### TEXT TO READ
>>>
Only stockholders who owned our common stock at the close of business on April 19, 2022 are entitled to vote at the Annual Meeting. On the record date, there were 101,695,039 shares of our common stock outstanding and entitled to vote. Our common stock is our only class of voting stock.

You do not need to attend the Annual Meeting to vote your shares. Shares represented by valid proxies, received in time for and not revoked prior to the Annual Meeting, will be voted at the Annual Meeting. For instructions on how to change or revoke your proxy, see “May I Change or Revoke My Proxy?” below.

How Many Votes Do I Have?

Each share of our common stock that you own entitles you to one vote.

How Do I Vote?
<<<
### EXERCISE TASKS
1 > Answer these questions from the proxy voting text:
(a) On what date did stockholders need to own common stock at the close of business to be entitled to vote?
(b) How many shares of common stock were outstanding and entitled to vote on the record date?
(c) How many votes does each share of common stock carry?
2 > Output the proxy voting text word for word from "Only stockholders who" to "of voting stock.".

### PROVIDED RECORDS
>>>
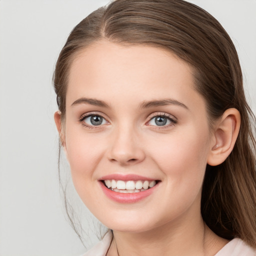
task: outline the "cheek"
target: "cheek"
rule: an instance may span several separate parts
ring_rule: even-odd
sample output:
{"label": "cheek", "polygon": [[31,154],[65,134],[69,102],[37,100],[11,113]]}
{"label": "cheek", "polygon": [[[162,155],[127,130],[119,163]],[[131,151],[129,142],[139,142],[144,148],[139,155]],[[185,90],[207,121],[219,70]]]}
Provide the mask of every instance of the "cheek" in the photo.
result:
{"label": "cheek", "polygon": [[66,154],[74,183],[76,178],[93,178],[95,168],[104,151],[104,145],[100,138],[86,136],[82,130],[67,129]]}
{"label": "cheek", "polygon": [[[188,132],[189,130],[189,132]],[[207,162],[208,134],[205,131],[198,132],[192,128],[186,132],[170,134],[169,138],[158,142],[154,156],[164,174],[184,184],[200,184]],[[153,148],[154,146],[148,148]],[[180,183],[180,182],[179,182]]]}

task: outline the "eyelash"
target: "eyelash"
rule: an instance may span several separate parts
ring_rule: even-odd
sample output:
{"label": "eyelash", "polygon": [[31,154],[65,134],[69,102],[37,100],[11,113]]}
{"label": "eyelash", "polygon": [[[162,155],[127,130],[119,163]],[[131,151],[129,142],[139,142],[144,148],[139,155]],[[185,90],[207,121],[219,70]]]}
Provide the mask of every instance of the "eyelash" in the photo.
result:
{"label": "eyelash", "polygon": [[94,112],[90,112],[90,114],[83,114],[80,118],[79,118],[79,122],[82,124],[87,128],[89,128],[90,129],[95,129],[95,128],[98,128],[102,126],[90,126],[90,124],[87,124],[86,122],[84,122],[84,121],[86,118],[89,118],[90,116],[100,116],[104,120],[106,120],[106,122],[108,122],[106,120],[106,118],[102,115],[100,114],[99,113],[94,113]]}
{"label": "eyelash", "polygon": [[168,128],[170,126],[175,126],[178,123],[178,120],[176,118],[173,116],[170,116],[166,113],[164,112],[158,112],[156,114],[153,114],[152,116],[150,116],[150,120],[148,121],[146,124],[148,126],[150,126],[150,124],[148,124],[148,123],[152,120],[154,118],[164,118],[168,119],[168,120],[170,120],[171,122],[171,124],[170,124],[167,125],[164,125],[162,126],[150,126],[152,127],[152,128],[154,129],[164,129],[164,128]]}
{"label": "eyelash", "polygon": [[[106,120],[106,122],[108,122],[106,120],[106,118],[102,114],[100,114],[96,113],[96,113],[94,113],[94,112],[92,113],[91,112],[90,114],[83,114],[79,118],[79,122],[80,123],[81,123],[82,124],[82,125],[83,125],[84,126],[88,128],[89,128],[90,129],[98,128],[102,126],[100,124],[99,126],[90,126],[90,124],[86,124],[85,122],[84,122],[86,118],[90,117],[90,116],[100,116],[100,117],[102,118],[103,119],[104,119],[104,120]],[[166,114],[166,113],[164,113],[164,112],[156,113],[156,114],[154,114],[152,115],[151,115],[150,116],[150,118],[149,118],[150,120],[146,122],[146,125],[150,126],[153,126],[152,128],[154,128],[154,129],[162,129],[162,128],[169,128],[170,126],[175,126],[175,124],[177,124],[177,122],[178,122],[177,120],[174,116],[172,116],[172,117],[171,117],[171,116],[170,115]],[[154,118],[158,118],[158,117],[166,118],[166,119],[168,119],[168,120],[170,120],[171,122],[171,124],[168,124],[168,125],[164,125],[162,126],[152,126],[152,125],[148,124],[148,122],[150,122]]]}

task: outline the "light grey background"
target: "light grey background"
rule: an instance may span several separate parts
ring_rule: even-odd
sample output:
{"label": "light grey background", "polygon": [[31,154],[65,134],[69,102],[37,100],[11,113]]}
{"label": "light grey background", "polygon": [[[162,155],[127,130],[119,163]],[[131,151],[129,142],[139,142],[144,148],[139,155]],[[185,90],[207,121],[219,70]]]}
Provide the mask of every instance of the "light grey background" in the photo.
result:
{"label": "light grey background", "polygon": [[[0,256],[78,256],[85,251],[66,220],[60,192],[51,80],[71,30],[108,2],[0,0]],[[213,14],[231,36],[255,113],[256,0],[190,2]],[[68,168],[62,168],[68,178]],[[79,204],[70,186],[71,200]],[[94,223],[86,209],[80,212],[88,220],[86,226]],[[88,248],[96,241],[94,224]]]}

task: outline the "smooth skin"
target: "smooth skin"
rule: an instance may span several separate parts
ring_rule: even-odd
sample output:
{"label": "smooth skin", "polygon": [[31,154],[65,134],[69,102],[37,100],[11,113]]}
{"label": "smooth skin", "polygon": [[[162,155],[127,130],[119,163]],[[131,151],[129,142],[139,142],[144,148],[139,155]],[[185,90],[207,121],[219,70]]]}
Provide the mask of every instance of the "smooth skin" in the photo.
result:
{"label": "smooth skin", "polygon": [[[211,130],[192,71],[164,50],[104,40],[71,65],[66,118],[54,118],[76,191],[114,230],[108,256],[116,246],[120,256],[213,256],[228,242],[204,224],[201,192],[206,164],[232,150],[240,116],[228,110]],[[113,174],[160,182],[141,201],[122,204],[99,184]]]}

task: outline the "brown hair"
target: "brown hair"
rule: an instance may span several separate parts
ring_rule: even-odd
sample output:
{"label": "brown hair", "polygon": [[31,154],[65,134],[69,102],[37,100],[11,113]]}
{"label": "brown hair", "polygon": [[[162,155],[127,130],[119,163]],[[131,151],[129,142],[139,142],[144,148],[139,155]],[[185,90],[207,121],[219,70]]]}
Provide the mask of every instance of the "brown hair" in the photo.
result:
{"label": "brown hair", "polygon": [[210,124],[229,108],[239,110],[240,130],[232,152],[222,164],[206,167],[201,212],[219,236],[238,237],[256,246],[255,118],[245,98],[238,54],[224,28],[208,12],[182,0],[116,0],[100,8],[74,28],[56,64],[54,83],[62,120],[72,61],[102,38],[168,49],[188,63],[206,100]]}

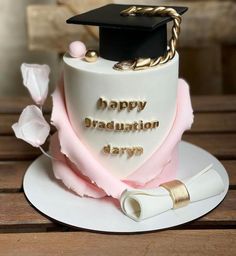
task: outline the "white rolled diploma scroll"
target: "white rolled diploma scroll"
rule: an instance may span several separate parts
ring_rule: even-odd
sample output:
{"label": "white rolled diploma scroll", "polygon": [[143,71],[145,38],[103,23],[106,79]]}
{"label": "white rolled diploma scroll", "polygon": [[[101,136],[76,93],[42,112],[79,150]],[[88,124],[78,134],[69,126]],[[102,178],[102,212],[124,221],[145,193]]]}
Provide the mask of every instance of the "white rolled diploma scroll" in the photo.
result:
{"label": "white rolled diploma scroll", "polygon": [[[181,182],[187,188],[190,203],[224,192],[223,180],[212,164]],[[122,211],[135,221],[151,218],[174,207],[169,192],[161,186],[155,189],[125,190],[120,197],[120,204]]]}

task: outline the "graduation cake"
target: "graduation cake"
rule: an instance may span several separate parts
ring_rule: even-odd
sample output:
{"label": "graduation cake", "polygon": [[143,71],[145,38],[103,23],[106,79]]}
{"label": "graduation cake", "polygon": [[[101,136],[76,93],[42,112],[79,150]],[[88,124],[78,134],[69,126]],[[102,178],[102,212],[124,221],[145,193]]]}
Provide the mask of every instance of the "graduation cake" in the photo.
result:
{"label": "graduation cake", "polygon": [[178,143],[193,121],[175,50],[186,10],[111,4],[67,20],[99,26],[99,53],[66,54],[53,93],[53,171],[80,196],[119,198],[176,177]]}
<<<
### WRITTEN RESPONSES
1 >
(a) April 19, 2022
(b) 101,695,039
(c) One vote

2 >
Only stockholders who owned our common stock at the close of business on April 19, 2022 are entitled to vote at the Annual Meeting. On the record date, there were 101,695,039 shares of our common stock outstanding and entitled to vote. Our common stock is our only class of voting stock.